Task description: Copy out each line exactly; pictures stay out of the copy.

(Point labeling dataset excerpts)
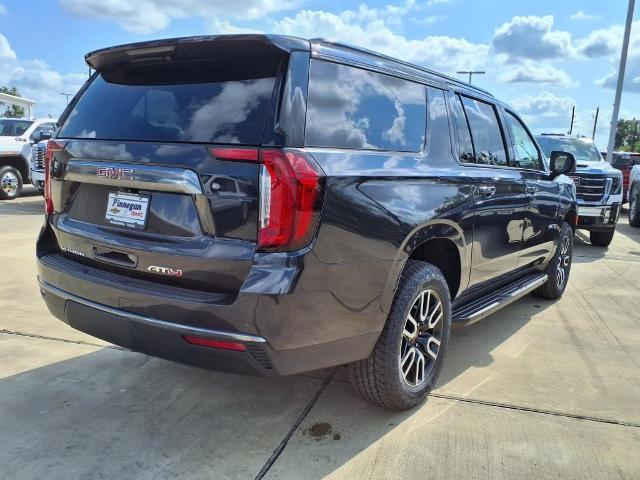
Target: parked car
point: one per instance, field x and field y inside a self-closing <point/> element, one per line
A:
<point x="624" y="161"/>
<point x="17" y="135"/>
<point x="384" y="203"/>
<point x="634" y="196"/>
<point x="598" y="186"/>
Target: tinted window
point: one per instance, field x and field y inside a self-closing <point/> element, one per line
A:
<point x="485" y="131"/>
<point x="196" y="106"/>
<point x="465" y="144"/>
<point x="353" y="108"/>
<point x="524" y="148"/>
<point x="438" y="140"/>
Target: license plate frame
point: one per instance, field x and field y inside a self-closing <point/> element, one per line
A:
<point x="129" y="210"/>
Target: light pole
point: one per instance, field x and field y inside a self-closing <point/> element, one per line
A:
<point x="67" y="95"/>
<point x="623" y="64"/>
<point x="471" y="73"/>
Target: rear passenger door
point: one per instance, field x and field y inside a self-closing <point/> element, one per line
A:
<point x="499" y="193"/>
<point x="540" y="217"/>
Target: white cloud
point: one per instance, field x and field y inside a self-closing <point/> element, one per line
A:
<point x="442" y="52"/>
<point x="631" y="77"/>
<point x="580" y="15"/>
<point x="5" y="49"/>
<point x="531" y="38"/>
<point x="147" y="16"/>
<point x="545" y="105"/>
<point x="35" y="80"/>
<point x="536" y="73"/>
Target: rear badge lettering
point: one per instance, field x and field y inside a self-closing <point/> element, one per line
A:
<point x="172" y="272"/>
<point x="71" y="250"/>
<point x="115" y="173"/>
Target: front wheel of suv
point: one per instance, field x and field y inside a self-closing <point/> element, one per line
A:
<point x="601" y="239"/>
<point x="559" y="266"/>
<point x="406" y="361"/>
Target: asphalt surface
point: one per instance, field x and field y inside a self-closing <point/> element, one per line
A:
<point x="540" y="390"/>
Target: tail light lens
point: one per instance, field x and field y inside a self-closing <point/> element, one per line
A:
<point x="52" y="147"/>
<point x="291" y="185"/>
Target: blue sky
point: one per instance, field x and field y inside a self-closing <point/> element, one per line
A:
<point x="541" y="57"/>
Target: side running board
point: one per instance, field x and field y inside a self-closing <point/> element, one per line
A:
<point x="469" y="313"/>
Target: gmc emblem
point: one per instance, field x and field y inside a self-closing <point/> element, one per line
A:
<point x="173" y="272"/>
<point x="115" y="173"/>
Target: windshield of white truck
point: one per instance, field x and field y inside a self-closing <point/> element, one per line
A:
<point x="13" y="128"/>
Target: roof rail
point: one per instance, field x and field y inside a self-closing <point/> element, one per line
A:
<point x="449" y="79"/>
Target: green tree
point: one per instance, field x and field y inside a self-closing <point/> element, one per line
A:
<point x="12" y="111"/>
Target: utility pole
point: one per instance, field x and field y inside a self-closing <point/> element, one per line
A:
<point x="67" y="95"/>
<point x="573" y="114"/>
<point x="471" y="73"/>
<point x="623" y="64"/>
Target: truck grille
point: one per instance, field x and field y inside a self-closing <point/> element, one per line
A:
<point x="590" y="188"/>
<point x="37" y="157"/>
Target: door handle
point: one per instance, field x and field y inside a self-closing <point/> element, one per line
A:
<point x="486" y="190"/>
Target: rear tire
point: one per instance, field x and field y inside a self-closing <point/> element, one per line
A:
<point x="559" y="266"/>
<point x="407" y="359"/>
<point x="10" y="183"/>
<point x="634" y="208"/>
<point x="602" y="239"/>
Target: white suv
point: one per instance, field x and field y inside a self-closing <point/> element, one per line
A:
<point x="17" y="135"/>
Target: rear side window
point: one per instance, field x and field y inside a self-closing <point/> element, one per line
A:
<point x="465" y="144"/>
<point x="524" y="148"/>
<point x="353" y="108"/>
<point x="198" y="103"/>
<point x="438" y="136"/>
<point x="485" y="132"/>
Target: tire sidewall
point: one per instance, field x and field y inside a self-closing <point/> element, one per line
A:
<point x="428" y="278"/>
<point x="16" y="172"/>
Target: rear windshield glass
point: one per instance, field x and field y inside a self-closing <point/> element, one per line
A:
<point x="195" y="103"/>
<point x="353" y="108"/>
<point x="582" y="149"/>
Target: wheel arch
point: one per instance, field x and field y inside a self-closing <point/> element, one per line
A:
<point x="441" y="243"/>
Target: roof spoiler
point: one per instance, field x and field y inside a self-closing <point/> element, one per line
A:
<point x="190" y="47"/>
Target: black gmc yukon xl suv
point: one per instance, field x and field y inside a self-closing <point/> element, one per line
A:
<point x="271" y="205"/>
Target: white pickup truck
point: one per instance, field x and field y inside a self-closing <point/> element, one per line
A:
<point x="17" y="135"/>
<point x="634" y="196"/>
<point x="598" y="185"/>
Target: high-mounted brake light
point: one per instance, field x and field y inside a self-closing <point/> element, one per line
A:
<point x="52" y="147"/>
<point x="230" y="153"/>
<point x="291" y="184"/>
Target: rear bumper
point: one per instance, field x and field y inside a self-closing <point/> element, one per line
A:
<point x="598" y="218"/>
<point x="156" y="324"/>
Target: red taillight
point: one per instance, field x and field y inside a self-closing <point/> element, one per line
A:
<point x="219" y="344"/>
<point x="52" y="147"/>
<point x="290" y="187"/>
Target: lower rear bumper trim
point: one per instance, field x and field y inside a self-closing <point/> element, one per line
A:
<point x="182" y="329"/>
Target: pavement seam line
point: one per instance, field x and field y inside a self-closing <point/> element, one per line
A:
<point x="535" y="410"/>
<point x="283" y="443"/>
<point x="58" y="339"/>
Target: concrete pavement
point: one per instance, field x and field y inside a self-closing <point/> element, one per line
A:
<point x="539" y="390"/>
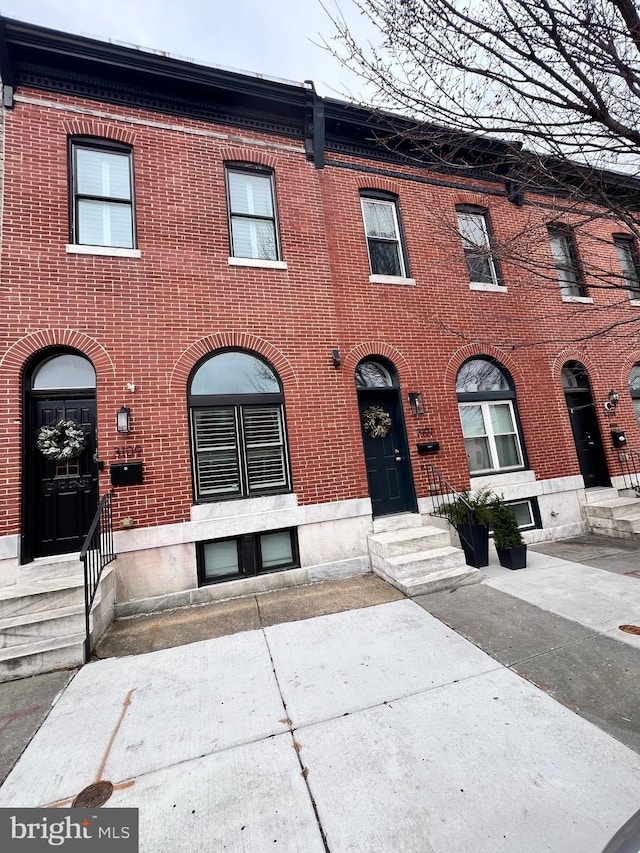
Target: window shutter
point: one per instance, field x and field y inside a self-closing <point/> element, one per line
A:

Result of the exercise:
Target: parked car
point: one per instance, field x and field y inside a self-closing <point/> element, one per line
A:
<point x="624" y="161"/>
<point x="17" y="135"/>
<point x="384" y="203"/>
<point x="634" y="196"/>
<point x="598" y="186"/>
Target: tinted window
point: one per instance, field x and field y inside a self-closing <point/> element, one per line
A:
<point x="485" y="131"/>
<point x="196" y="106"/>
<point x="465" y="144"/>
<point x="353" y="108"/>
<point x="524" y="148"/>
<point x="438" y="140"/>
Target: license plate frame
point: one per instance, field x and field y inside a self-closing <point/> element, one per line
A:
<point x="129" y="210"/>
Target: light pole
point: one per instance, field x and field y inside a self-closing <point/> element, one per line
A:
<point x="67" y="95"/>
<point x="623" y="64"/>
<point x="471" y="73"/>
Target: rear passenger door
point: one per instance, field x and field y inside a self-closing <point/> element, one per line
A:
<point x="499" y="193"/>
<point x="540" y="217"/>
Target: white cloud
point: one per instance, field x and field y inside a self-closing <point/> element, one per line
A:
<point x="442" y="52"/>
<point x="631" y="77"/>
<point x="580" y="15"/>
<point x="5" y="49"/>
<point x="531" y="38"/>
<point x="147" y="16"/>
<point x="545" y="105"/>
<point x="35" y="80"/>
<point x="536" y="73"/>
Target: rear badge lettering
point: one per instance, field x and field y inside a self-closing <point/> element, one per line
A:
<point x="172" y="272"/>
<point x="71" y="250"/>
<point x="115" y="173"/>
Target: front wheel of suv
point: one per instance, field x and field y inside a self-closing <point/> element, one per line
A:
<point x="601" y="239"/>
<point x="559" y="266"/>
<point x="406" y="361"/>
Target: asphalt surface
point: one per instance, field x and field y inside a self-closing <point/> element, one per line
A:
<point x="540" y="390"/>
Target: tail light lens
point: one per instance, field x and field y inside a self-closing <point/> element, one per line
A:
<point x="52" y="147"/>
<point x="291" y="185"/>
Target: blue sky
point: one per instance, field x and field y inside a self-closing <point/> element, one per line
A:
<point x="541" y="57"/>
Target: side running board
point: one per instance, field x and field y inside a self-closing <point/> element, one per line
A:
<point x="469" y="313"/>
Target: gmc emblem
point: one per instance, field x and field y inside a self-closing <point/> element, one per line
A:
<point x="173" y="272"/>
<point x="115" y="173"/>
Target: windshield of white truck
point: one per instance, field x and field y inside a self-closing <point/> element, one per line
A:
<point x="13" y="128"/>
Target: roof rail
point: one per instance, field x and field y inside a self-closing <point/> element, one per line
A:
<point x="449" y="79"/>
Target: green tree
point: one per instance, field x and field y inside a self-closing <point/> element, one per line
A:
<point x="12" y="111"/>
Target: utility pole
point: one per instance, field x and field y inside a self-closing <point/> element, one per line
A:
<point x="67" y="95"/>
<point x="573" y="114"/>
<point x="471" y="73"/>
<point x="623" y="64"/>
Target: truck grille
point: one per instance, field x and field y inside a self-closing <point/> element, one per line
A:
<point x="590" y="188"/>
<point x="37" y="157"/>
Target: door handle
point: one per instance, field x and field y inside a self-closing <point/> element, one per line
A:
<point x="486" y="190"/>
Target: rear tire
point: one per instance, field x and field y inside a self-closing <point/> element, one per line
A:
<point x="559" y="266"/>
<point x="407" y="359"/>
<point x="10" y="183"/>
<point x="634" y="208"/>
<point x="602" y="239"/>
Target: white suv
point: one per instance, field x and field y inside a self-closing <point/> element, one per line
A:
<point x="17" y="135"/>
Target: rear side window
point: one per instance, field x and field y inside a self-closing <point/> element, one per line
A:
<point x="465" y="144"/>
<point x="524" y="148"/>
<point x="353" y="108"/>
<point x="198" y="103"/>
<point x="438" y="136"/>
<point x="485" y="132"/>
Target: tire sidewall
point: one per instance, field x and field y inside a self-closing <point/> element, one per line
A:
<point x="428" y="278"/>
<point x="16" y="172"/>
Target: rear windshield glass
point: one per instance, field x and field y inside a self-closing <point/> element, one per line
A:
<point x="195" y="103"/>
<point x="353" y="108"/>
<point x="582" y="149"/>
Target: wheel arch
point: one per instance, field x and field y inside a self-closing <point/> element, one per line
A:
<point x="441" y="243"/>
Target: roof spoiler
point: one per instance, field x and field y inside a self-closing <point/> element, one per line
A:
<point x="190" y="47"/>
Target: black gmc yukon xl suv
point: one per instance, field x and field y inside a self-closing <point/> element, one per line
A:
<point x="271" y="205"/>
Target: white pickup truck
point: one per instance, field x and field y inside a self-closing <point/> element, one per line
A:
<point x="17" y="135"/>
<point x="634" y="196"/>
<point x="598" y="185"/>
Target: high-mounted brake light
point: one per instance, field x and field y inside a self-closing <point/> element, one per line
A:
<point x="52" y="147"/>
<point x="230" y="153"/>
<point x="291" y="184"/>
Target: rear bumper
point: one per instance, field x and field y inside a self-closing <point/> element, one per line
A:
<point x="598" y="218"/>
<point x="156" y="324"/>
Target: red taillight
point: one per instance, field x and field y inside a self-closing <point/> element, one per line
A:
<point x="219" y="344"/>
<point x="52" y="147"/>
<point x="290" y="187"/>
Target: lower rear bumper trim
point: one per instance, field x and field y inside a self-closing <point/> element, one per line
A:
<point x="182" y="329"/>
Target: pavement seam line
point: one per instance, field x and field y inside a self-closing <point/> element, one per line
A:
<point x="535" y="410"/>
<point x="283" y="443"/>
<point x="58" y="339"/>
Target: concrete pavement
point: one per instance, field x and field y inside a self-closing <point/> element, one per line
A:
<point x="539" y="390"/>
Target: window shutter
point: one per instance, field x and field y inside a self-closing <point/> element, one per line
A:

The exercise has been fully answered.